▶ **Given passage**
--*--

# Brown Spots



## unix (Sep 3, 2006)

Sup everyone, my white widow plants are about 5weeks old now there in cocopeat under a 600watt hps, the problem is one of my 3 plants is starting to get these spots on one set of leaves and im not quite sure what it is... i was going to give it a few more days to see if it gets better or worse then do a flush... what do you think??


----------



## THE BROTHER'S GRUNT (Sep 3, 2006)

*Whats up unix. It looks like either heat stress or nute burn. How close are they to the lights? Are you giving them any nutes? *


----------



## unix (Sep 3, 2006)

Hey mate, um right now they are about 20" from the light, that changes a bit by how the house temp is i just put my hand to the tops of the plants and feel if its walm enough or to walm.. I actually gave it its first dose of nutes about a week ago was really low amount i used a quarter of what it says to use.. do you think that is it should i flush it again??, the temps in the room are about 78degrese aswell..


----------



## Hick (Sep 3, 2006)

are they truely that pale??..white?..or is the camera/light playing tricks?..The color suggests it's utterly starved for N and/or iron..IMHO 
What Nutes?..PH?..


----------



## unix (Sep 3, 2006)

--*--

▶ **Brief A**
Rewrite the paragraph in the brown spots thread that begins "Hey mate, um right now they are about 20"" as a short list, keeping its main facts.
▶ **Brief B**
Retype the portion of the brown spots thread starting at "## THE BROTHER'S" and ending at "about 78degrese aswell..".
▶ **Brief C**
In the brown spots thread, what does Hick say the plant's color suggests it is starved for?

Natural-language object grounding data
--*--

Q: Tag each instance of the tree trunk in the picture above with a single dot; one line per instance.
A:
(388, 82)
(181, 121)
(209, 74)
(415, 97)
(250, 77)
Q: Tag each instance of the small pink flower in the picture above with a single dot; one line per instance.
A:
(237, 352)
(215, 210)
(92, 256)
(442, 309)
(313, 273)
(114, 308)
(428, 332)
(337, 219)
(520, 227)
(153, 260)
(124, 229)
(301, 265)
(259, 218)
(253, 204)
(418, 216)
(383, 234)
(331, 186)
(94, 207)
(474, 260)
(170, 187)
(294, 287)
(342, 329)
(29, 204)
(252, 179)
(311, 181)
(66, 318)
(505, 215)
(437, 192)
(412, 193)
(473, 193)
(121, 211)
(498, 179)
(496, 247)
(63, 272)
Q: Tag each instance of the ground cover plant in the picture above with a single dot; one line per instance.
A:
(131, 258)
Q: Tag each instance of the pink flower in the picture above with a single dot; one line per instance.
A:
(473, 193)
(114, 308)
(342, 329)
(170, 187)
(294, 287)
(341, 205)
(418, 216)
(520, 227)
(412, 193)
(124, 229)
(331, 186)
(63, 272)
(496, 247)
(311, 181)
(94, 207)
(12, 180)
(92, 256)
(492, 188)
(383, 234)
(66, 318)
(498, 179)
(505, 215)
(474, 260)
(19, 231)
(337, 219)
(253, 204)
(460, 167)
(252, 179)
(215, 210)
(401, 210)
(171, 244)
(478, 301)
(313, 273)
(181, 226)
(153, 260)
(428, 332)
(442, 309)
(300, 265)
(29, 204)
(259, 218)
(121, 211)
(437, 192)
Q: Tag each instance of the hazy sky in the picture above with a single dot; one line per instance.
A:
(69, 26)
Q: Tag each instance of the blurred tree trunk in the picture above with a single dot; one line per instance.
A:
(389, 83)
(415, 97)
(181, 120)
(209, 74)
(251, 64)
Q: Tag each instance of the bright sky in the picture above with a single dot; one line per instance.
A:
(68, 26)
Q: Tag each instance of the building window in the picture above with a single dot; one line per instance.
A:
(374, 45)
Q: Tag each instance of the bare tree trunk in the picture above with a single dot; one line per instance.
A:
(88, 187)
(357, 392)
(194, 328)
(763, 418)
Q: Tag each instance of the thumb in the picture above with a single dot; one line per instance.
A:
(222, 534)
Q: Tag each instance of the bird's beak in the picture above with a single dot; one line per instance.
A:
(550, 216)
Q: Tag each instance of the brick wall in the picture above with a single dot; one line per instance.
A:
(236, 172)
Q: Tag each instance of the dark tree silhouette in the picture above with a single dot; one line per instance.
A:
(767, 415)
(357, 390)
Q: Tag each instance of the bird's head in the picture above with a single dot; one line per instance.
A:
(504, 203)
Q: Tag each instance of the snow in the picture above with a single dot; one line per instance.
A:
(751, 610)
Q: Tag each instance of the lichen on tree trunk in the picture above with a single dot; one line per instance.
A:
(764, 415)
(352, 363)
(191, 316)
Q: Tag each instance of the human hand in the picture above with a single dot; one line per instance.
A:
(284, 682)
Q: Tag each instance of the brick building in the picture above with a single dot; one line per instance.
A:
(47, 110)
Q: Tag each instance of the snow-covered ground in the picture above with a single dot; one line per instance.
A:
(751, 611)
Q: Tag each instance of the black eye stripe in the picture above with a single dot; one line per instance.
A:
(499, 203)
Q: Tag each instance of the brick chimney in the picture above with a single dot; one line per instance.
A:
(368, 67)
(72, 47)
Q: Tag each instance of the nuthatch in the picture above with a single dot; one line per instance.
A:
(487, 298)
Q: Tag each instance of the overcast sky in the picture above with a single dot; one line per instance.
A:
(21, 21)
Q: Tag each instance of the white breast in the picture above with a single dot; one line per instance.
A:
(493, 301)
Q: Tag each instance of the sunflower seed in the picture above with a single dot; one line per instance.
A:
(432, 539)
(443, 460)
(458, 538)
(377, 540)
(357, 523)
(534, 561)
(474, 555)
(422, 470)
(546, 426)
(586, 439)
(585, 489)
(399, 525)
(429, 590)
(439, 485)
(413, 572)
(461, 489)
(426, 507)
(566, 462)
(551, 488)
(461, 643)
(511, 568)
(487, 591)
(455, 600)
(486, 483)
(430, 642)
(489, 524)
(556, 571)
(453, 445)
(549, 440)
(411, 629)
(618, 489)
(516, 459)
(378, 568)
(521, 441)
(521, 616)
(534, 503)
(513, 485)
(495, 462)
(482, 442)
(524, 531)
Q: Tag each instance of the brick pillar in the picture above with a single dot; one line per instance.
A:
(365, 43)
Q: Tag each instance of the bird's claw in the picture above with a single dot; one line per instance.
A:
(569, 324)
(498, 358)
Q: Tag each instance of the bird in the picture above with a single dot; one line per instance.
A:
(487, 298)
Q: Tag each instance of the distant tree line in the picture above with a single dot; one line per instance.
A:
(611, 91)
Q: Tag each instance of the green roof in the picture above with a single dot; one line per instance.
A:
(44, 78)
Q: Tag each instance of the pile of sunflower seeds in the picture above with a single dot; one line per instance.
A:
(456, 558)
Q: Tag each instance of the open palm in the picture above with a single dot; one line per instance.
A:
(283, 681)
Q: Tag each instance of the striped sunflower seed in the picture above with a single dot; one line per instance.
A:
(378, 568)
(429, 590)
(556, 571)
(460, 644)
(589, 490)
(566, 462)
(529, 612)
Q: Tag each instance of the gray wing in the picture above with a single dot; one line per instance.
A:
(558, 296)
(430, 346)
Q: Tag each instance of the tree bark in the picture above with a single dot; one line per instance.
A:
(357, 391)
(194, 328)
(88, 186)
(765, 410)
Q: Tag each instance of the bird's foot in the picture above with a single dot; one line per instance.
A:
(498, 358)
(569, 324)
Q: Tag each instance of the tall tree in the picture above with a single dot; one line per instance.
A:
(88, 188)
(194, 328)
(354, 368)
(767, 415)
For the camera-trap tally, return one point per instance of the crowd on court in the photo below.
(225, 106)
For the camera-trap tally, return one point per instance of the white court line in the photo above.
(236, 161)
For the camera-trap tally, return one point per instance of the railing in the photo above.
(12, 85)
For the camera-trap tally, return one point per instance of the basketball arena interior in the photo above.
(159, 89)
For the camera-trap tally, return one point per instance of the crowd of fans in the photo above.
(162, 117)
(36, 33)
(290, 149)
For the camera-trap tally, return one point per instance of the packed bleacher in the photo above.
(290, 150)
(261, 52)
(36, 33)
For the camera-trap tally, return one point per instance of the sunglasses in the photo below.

--*--

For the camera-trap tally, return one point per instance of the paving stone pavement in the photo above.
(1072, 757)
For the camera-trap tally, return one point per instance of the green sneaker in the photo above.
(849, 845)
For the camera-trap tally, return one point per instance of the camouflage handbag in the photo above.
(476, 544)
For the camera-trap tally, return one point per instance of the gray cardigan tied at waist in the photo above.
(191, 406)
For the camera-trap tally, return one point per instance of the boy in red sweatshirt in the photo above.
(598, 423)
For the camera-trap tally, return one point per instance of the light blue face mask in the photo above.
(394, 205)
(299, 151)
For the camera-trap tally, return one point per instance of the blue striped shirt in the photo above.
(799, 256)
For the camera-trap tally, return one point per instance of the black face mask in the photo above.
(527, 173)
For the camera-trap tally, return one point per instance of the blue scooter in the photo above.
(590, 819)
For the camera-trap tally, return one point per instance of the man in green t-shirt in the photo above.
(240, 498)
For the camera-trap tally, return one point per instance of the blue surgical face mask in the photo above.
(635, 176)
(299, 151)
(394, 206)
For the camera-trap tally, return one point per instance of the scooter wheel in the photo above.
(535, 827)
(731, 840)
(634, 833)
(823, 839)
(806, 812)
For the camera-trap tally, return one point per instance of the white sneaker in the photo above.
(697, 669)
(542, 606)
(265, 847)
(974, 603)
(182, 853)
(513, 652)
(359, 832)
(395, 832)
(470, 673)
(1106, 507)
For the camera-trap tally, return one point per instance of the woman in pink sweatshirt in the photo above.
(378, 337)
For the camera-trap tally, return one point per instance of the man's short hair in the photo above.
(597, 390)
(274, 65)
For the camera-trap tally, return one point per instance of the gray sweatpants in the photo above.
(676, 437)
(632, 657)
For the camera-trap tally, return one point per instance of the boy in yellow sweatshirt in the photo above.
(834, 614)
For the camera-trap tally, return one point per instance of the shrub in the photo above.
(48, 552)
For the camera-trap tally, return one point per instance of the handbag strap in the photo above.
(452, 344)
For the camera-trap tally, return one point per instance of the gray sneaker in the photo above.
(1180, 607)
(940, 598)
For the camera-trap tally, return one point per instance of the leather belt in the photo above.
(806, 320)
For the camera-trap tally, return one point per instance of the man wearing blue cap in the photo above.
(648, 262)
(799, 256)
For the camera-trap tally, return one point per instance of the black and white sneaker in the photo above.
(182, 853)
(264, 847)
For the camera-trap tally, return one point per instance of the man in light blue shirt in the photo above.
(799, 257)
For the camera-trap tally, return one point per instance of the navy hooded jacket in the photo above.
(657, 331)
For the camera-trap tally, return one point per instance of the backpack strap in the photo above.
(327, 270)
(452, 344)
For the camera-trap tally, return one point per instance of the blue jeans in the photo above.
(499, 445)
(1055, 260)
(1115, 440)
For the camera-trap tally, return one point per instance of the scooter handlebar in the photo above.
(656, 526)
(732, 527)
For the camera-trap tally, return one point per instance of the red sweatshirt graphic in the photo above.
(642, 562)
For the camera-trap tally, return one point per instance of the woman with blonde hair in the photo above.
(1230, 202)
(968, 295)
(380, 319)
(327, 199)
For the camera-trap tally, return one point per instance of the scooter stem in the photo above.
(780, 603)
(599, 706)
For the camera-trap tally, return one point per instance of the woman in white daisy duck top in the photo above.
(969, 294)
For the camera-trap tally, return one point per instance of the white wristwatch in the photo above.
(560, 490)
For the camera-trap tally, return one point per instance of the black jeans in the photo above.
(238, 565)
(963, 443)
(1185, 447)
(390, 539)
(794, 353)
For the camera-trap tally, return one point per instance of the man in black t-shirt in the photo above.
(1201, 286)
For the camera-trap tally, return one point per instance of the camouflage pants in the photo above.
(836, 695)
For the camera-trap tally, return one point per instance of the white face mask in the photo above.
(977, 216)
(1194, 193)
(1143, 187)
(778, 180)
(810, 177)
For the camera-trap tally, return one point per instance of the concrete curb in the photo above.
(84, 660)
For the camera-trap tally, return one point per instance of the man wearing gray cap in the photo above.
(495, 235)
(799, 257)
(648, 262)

--*--

▶ **Reply A**
- The plants are about 20 inches from the light, and the distance shifts a bit with the house temperature.
- The poster checks by holding a hand to the plant tops to feel whether it is warm enough or too warm.
- The first dose of nutrients was given about a week ago, at a quarter of the recommended amount.
- The poster asks whether that could be the cause and whether to flush again.
- The room temperature is about 78 degrees.

▶ **Reply B**
## THE BROTHER'S GRUNT (Sep 3, 2006)

*Whats up unix. It looks like either heat stress or nute burn. How close are they to the lights? Are you giving them any nutes? *


----------



## unix (Sep 3, 2006)

Hey mate, um right now they are about 20" from the light, that changes a bit by how the house temp is i just put my hand to the tops of the plants and feel if its walm enough or to walm.. I actually gave it its first dose of nutes about a week ago was really low amount i used a quarter of what it says to use.. do you think that is it should i flush it again??, the temps in the room are about 78degrese aswell..

▶ **Reply C**
N and/or iron.